Object outline annotations

· · · ·

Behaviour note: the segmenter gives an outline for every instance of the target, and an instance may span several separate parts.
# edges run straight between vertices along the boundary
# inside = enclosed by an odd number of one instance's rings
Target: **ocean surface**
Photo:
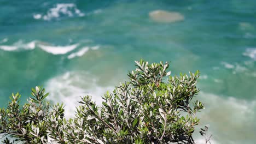
[[[0,107],[42,86],[74,115],[80,96],[127,80],[134,61],[199,70],[212,143],[256,142],[256,1],[0,0]],[[160,10],[182,16],[161,22]],[[203,138],[194,134],[198,141]]]

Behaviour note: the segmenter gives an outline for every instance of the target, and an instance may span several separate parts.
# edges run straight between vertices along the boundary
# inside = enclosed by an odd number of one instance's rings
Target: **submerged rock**
[[[175,22],[184,20],[184,16],[178,12],[163,10],[154,10],[149,13],[149,17],[153,20],[160,22]]]

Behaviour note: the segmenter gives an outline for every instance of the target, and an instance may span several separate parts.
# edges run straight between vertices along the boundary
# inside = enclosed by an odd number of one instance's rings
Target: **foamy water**
[[[51,92],[48,99],[65,105],[65,116],[74,116],[75,107],[78,105],[80,97],[90,95],[93,101],[101,105],[102,98],[107,91],[112,92],[114,87],[98,85],[98,80],[85,71],[68,71],[53,77],[46,83],[45,88]]]
[[[73,3],[58,3],[50,8],[46,14],[34,14],[33,15],[34,19],[43,19],[49,21],[53,19],[56,19],[61,16],[72,17],[74,16],[84,16],[85,14],[78,9],[77,5]]]

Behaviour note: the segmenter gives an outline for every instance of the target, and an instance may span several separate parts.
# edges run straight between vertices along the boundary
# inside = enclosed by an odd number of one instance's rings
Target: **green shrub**
[[[22,107],[20,95],[13,94],[7,109],[0,110],[0,133],[28,143],[194,143],[196,113],[204,108],[193,100],[199,92],[199,71],[170,76],[167,62],[136,63],[129,81],[107,92],[101,106],[90,96],[82,97],[69,119],[64,117],[63,104],[44,100],[44,89],[32,88]]]

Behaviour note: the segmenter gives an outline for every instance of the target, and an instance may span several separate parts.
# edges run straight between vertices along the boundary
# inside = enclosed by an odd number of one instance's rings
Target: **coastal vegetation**
[[[13,93],[6,109],[0,110],[0,133],[4,143],[195,143],[193,134],[204,109],[195,100],[199,71],[171,76],[169,64],[136,62],[129,80],[103,97],[97,105],[81,97],[74,117],[66,119],[63,104],[52,104],[49,93],[32,88],[27,103]],[[209,142],[208,128],[200,134]],[[10,140],[10,137],[17,138]]]

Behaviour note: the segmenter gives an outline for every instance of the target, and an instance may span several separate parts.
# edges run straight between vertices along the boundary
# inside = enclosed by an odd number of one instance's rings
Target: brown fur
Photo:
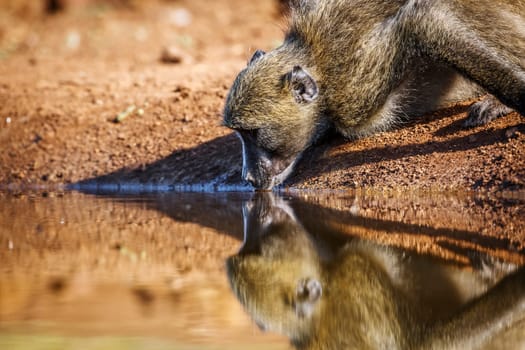
[[[483,91],[495,98],[468,125],[525,114],[523,0],[294,3],[284,44],[254,56],[224,108],[256,188],[284,180],[331,127],[368,135]]]

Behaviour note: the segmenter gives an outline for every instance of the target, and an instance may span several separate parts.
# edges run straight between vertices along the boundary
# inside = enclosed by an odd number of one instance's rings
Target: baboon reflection
[[[472,272],[357,238],[314,239],[268,193],[243,214],[245,242],[226,263],[232,289],[296,348],[470,349],[524,325],[523,268]]]

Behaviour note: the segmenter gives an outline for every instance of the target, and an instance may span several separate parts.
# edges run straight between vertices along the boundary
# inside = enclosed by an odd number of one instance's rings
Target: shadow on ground
[[[390,133],[390,138],[397,137],[405,129],[414,129],[417,125],[430,124],[436,119],[443,119],[461,114],[466,107],[455,106],[439,111],[437,115],[427,115],[406,123],[398,131]],[[324,142],[307,150],[299,162],[294,175],[285,183],[295,187],[311,178],[330,174],[336,170],[357,173],[361,166],[383,161],[410,159],[435,153],[458,153],[490,146],[508,140],[506,128],[482,128],[464,132],[462,119],[458,119],[430,132],[435,140],[427,142],[403,142],[394,145],[375,145],[370,148],[352,150],[351,141],[332,133]],[[427,129],[427,128],[425,128]],[[462,132],[463,131],[463,132]],[[414,133],[414,130],[408,132]],[[525,124],[519,124],[516,132],[525,134]],[[394,136],[392,136],[394,135]],[[456,135],[456,136],[455,136]],[[445,137],[445,139],[443,139]],[[417,140],[417,138],[415,139]],[[333,148],[349,144],[348,149],[335,155],[326,156]],[[488,160],[488,159],[487,159]],[[234,134],[218,137],[194,148],[173,152],[166,158],[141,168],[123,168],[116,172],[78,182],[75,189],[98,188],[116,191],[139,190],[179,190],[179,191],[251,191],[251,186],[241,180],[242,156],[239,141]],[[448,166],[448,164],[447,164]],[[469,169],[465,169],[468,172]],[[373,174],[371,174],[373,175]],[[393,176],[409,177],[411,174],[399,173]],[[369,176],[367,174],[367,176]],[[359,180],[359,179],[357,179]],[[357,181],[357,183],[363,183]],[[474,186],[474,184],[471,184]],[[479,184],[476,185],[479,187]]]

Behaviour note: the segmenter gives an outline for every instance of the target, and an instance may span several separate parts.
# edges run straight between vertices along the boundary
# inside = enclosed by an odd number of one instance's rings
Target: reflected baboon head
[[[319,313],[320,266],[291,208],[273,202],[266,194],[245,205],[245,242],[226,262],[228,277],[260,328],[300,339]]]
[[[302,152],[326,129],[317,117],[311,72],[279,49],[257,51],[235,79],[224,125],[242,143],[242,177],[257,189],[284,181]]]

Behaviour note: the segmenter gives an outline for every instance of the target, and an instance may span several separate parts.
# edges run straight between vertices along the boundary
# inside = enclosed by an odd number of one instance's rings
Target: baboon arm
[[[505,277],[454,319],[436,325],[421,349],[472,349],[525,320],[525,268]]]
[[[401,16],[417,50],[525,115],[523,1],[410,0]]]

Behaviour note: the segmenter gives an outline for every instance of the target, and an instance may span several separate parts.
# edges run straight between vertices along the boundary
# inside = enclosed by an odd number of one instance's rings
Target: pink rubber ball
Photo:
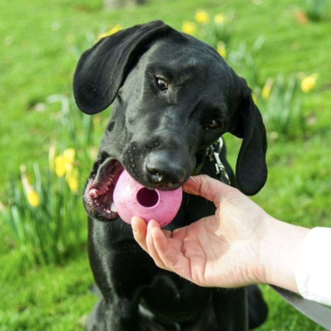
[[[121,174],[113,194],[119,217],[130,224],[134,215],[146,222],[155,219],[164,226],[175,218],[183,197],[181,187],[172,191],[150,190],[134,179],[125,170]]]

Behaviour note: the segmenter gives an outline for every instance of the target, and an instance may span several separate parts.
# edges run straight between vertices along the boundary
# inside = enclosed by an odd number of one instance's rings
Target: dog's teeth
[[[113,213],[116,213],[117,212],[117,210],[114,202],[112,203],[112,205],[110,206],[110,210]]]
[[[99,196],[98,190],[96,188],[92,188],[91,190],[90,190],[89,193],[90,194],[90,196],[95,199]]]

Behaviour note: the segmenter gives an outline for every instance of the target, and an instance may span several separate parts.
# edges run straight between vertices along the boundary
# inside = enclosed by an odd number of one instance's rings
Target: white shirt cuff
[[[306,235],[295,277],[304,298],[331,306],[331,228],[314,228]]]

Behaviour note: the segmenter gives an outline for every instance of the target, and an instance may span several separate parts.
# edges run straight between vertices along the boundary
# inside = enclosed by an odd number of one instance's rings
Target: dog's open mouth
[[[88,212],[106,220],[118,217],[113,194],[123,169],[119,161],[110,158],[100,165],[96,174],[89,180],[84,194],[85,207]]]

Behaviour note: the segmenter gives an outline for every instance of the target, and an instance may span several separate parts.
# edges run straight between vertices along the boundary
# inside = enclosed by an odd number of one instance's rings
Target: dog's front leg
[[[132,300],[117,298],[105,304],[105,331],[140,331],[138,304]]]
[[[117,299],[95,305],[86,323],[86,331],[140,331],[138,306],[132,301]]]
[[[245,287],[214,289],[213,306],[220,331],[247,331],[248,313]]]

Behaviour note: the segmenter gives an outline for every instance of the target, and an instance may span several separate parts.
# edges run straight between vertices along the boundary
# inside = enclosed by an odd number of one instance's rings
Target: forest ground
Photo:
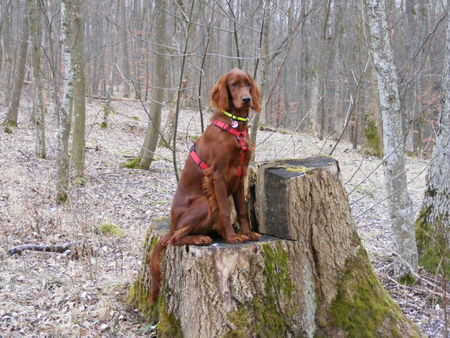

· · · ·

Report every line in the listing that contains the word "ground", copying each such line in full.

TASK ANSWER -
Target: shadow on ground
Target: forest ground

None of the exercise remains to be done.